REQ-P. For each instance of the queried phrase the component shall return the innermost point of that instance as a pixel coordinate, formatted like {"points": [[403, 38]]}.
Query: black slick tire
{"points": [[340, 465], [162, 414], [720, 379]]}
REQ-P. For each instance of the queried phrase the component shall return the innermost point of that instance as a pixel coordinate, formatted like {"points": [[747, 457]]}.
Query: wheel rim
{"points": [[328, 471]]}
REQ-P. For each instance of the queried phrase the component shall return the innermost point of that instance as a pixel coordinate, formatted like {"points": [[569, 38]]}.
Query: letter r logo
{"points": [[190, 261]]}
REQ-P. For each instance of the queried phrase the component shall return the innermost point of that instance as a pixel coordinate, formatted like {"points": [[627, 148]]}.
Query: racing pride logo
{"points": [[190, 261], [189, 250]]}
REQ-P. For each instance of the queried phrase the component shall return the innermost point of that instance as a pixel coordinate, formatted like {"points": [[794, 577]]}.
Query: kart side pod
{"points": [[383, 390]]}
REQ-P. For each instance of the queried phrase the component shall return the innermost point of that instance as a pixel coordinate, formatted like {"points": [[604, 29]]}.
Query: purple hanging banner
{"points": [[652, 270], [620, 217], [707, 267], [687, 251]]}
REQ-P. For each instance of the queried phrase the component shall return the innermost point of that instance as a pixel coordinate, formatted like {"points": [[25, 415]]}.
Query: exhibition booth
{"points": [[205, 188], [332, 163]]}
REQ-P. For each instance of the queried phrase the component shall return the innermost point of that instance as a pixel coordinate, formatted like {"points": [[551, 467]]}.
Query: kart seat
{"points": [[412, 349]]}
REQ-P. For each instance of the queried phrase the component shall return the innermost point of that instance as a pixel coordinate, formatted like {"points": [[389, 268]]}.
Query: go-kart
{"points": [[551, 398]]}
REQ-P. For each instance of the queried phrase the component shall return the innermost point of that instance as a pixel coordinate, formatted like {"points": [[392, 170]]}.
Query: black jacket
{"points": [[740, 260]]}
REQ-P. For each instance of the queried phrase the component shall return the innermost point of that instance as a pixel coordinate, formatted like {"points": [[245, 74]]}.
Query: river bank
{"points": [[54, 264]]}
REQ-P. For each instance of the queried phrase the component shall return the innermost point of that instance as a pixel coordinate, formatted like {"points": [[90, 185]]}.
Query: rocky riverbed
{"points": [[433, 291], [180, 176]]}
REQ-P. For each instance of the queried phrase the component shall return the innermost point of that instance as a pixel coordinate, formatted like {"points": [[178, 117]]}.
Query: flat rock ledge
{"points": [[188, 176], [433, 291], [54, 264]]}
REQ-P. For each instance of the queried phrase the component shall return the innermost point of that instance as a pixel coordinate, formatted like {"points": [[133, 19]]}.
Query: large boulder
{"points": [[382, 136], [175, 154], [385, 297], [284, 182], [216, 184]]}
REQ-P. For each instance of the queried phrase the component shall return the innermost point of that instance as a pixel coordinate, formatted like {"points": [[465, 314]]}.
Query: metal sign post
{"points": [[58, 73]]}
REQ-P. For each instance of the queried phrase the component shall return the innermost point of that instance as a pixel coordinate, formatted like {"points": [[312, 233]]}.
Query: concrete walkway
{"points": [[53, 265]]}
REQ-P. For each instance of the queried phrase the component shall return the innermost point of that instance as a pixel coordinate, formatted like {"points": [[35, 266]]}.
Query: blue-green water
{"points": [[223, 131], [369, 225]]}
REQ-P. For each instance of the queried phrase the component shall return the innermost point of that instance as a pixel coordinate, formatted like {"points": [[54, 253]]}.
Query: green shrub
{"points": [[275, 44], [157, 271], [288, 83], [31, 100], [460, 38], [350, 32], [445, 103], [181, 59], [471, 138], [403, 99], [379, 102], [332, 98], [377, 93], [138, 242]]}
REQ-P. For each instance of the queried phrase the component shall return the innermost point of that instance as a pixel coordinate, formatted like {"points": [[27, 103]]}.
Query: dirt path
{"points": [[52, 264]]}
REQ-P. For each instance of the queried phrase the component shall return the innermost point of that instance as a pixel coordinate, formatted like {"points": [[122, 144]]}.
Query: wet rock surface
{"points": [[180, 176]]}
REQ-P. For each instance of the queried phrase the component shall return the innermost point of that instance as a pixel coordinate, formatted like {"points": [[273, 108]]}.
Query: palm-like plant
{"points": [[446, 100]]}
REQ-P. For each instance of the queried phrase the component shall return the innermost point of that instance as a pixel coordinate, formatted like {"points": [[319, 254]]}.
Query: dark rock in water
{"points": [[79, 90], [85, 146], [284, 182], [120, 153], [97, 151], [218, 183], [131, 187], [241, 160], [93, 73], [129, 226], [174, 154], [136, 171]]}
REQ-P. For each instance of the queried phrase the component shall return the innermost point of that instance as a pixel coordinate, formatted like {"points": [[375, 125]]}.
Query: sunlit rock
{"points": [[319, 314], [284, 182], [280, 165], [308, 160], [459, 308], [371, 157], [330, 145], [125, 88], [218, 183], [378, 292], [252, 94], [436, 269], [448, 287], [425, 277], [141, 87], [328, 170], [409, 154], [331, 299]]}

> _To do_:
Pull out each line of the listing above that contains the string "green", matching case exactly.

> _Full response_:
Query: blue-green water
Query: green shrub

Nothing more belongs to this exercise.